Monthly Feature: Get to Know... Thomas Bezigian, Jr.
November 1, 2022
Many attorneys have no idea what area of the law they’ll devote their careers to until, as young associates, they apprentice in a firm’s departments and pare down the possibilities. Not so with Thomas Bezigian, Jr.
“I went to law school with the intention of practicing in estate planning,” said Bezigian, who joined Bond’s trust and estate practice in Syracuse in 2017 and is now the deputy chair of that practice. “I tried to avoid adversarial law. I didn’t want to be a litigator or practice criminal or matrimonial law. My goal was to help people and families and have happy clients. That was always the plan.”
The son of a successful plastics engineer, Tom “mostly” grew up in Central New York, after several early childhood moves to accommodate his father’s career that included Providence, Rhode Island and Kalamazoo, Michigan. The family eventually settled in Syracuse, where Thomas Sr. founded Great Lakes Technologies, a manufacturer of highly specialized coated papers, films and adhesives used in the medical, imaging, printing, industrial, automotive and packaging industries.
“Stuff used all the time all around the world,” Tom says. “We always had funny and interesting plastic samples around our house growing up.”
■ ■ ■ ■ ■ ■ ■
Carry on the profile of attorney Thomas Bezigian, Jr. from the point where it stops. The entries that come next have nothing to do with the profile.

- EXTRACTED INFORMATION
■ ■ ■ ■ ■ ■ ■
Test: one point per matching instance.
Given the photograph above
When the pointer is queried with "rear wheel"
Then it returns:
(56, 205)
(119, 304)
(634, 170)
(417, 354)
■ ■ ■ ■ ■ ■ ■
- SOLVED PROBLEM
Unlike his brother, who works as a biotech chemist in Boston, Tom was not bitten by the science bug. But he did briefly consider following his father, who delivers occasional lectures as an adjunct professor at the University of Massachusetts, into academia. After graduating cum laude from Providence College with a bachelor’s degree in international history, Tom earned a master’s in the same subject from SUNY Albany and toyed with the idea of becoming a college history professor. Ultimately, he opted to attend Syracuse University College of Law so he could eventually help other history professors plan their financial futures.
As part of his practice, Tom helps businesses and families develop and put in place plans (e.g., wills, trusts, beneficiary designations, corporate succession) to grow, protect and transfer their assets in the most tax-efficient manner. Working with clients at what can seem like their darkest days – after the death of loved one, for example – has it challenges, he says. And its rewards.
“Lots of what I do requires me to serve in a therapist-type counselor role,” he says. “You encounter all sorts of intrafamily issues: children with one type of problem or another, people with disabilities who have special considerations, all kinds of family dynamics, and often in the context of the death of a family matriarch or patriarch. It’s the humbling part of my job, helping people when they’re at their lowest. I show them there’s a process and a path and tell them, ‘I can make certain parts of your life easier. I can give you one less thing to worry about.”
His clients run the gamut, with asset portfolios in the hundreds of millions to those with modest amounts.
“It’s one of the great equalizers. Everyone needs an estate plan,” he says. “If you have a billion or a thousand, one day we’ll all need a will for the same reason.”
When Tom isn’t helping to plan other people’s futures, he’s busy being present for his three active children, ages 9 to 14, who he shuttles to school events, swim meets, fencing practices, you name it.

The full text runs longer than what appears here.